The difference in refractive index can be adjusted by filling the spaces between the microspheres with some other material-by precipitating an inorganic substance in the interstices, for example. Indeed, one way to make a photonic crystal with rather different bandgap characteristics from the original stacking of spheres is to fill up the spaces between them and then dissolve away the original spheres to leave a highly porous material with a highly uniform pore size and shape (Figure 9).
This templating approach to making “inverse” photonic crystals offers a great deal of control over the photonic properties: silica and polymeric microspheres with very uniform sizes are available commercially, but are not necessarily the best media for photonic applications. For one thing, the fabric of the photonic crystal must not absorb light strongly in the wavelength band of interest; and a full photonic bandgap (“perfect insulation”) generally requires that there be a large refractive-index difference between the array elements and their surroundings. Selenium glass fulfills these requirements, and can be imbibed into a silica colloidal crystal that is subsequently dissolved away to create a near-infrared photonic crystal.
Optical fibers too can use photonic bandgaps to confine light. Silica-glass “photonic crystal fibers” have been made by extruding a bundle of glass capillaries, with a solid glass rod in their center. The drawing process shrinks the cross-section of the bundle by many orders of magnitude, while maintaining an array of holes transverse to the axis of the resulting fiber, which then acts as a photonic crystal with a bandgap in the appropriate range (infrared or visible). The absence of a hole in the central part of the fiber provides a “conducting” channel for the light signal.
Figure 16. Photonic-crystal Fibers Confine Light in their Core
by Surrounding it with a Periodic Lattice of Holes, which
Acts as a Photonic Crystal Impermeable to Light
These fibers can be made by heating and drawing out
bundles of glass capillaries
These fibers act as “single-mode” conduits, supporting only a single optical mode (since the others would leak away through the photonic-crystal cladding) and so avoiding the smearing of pulsed optical data that can occur with conventional multimode fibers. They can support very high single-mode optical power densities, meaning that for telecommunications applications, fewer in-line amplifiers are needed en route. And photonic-crystal fibers could also channel intense laser light for microsurgery or precision engineering.
In its broadest sense, information technology is not just about processing, conveying and storing information, but displaying it. The most immediate and perhaps the most important interface in desktop computer systems is that between the machine and the eye, mediated by the computer screen. Display technology-the conversion of electronic data to a visual display-is a vast industrial concern, of which computer screens are but one aspect. Television screens are of course basically the same devices; but traffic signals are a very different kind of visual display, and increasingly electronic media are replacing ink and paper as the vehicle for all kinds of written information.
Standard-sized television screens today employ the same technological principles as the earliest of cathode-ray tubes, dating from before the discovery of the electron. A beam of electrons is scanned rapidly over a pixellated array of phosphor dots, which glow in a particular color when irradiated. Separate red, green and blue phosphors at each pixel suffice to generate the colors of most of the visible spectrum.

[Portion of a data file]
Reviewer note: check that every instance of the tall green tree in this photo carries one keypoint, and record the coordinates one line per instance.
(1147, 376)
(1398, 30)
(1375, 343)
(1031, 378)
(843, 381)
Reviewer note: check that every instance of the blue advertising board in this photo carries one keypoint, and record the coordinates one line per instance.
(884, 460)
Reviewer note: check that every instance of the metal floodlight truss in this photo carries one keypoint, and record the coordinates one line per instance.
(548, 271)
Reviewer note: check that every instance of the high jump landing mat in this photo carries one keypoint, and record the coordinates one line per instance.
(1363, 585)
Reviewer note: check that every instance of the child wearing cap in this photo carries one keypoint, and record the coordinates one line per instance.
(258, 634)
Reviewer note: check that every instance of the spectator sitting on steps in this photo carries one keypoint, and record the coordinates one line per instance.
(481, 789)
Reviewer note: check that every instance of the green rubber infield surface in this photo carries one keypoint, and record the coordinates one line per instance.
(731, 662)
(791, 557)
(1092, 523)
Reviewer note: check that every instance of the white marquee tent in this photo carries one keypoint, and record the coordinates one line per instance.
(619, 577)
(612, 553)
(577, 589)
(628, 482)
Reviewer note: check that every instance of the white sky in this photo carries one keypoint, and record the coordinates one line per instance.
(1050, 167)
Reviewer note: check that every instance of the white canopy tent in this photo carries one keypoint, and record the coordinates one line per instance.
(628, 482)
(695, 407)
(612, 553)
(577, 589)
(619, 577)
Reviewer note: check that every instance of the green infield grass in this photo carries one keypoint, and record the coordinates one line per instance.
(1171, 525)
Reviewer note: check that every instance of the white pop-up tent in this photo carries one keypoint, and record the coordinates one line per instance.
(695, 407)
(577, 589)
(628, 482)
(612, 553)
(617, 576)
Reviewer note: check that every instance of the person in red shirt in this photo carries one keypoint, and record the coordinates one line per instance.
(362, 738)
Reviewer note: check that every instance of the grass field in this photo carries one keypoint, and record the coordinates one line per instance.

> _REQUIRED TASK_
Carry on the passage about photonic crystals and display technology from its final sentence, writing the next paragraph in the same textbook style.

> _TASK RESULT_
This is a cumbersome system, since it requires an electron gun placed some distance behind the screen. The TV terminal is therefore the most bulky part of many personal computers. Laptop computers use a different display medium, which is more expensive to produce, but less wasteful of space and has a lower power consumption. These flat screens make use of liquid-crystal light shutters, which can be switched electronically between a transparent and an opaque black state. In the transparent state, a liquid-crystal pixel element lets through light from a background source, which also passes through a color filter to generate the three primaries of each pixel. Some of the challenges for liquid-crystal display technology include faster switching speeds and development of display systems that permit a wide viewing angle, so that the picture does not vanish or become bizarrely colored when not seen face-on.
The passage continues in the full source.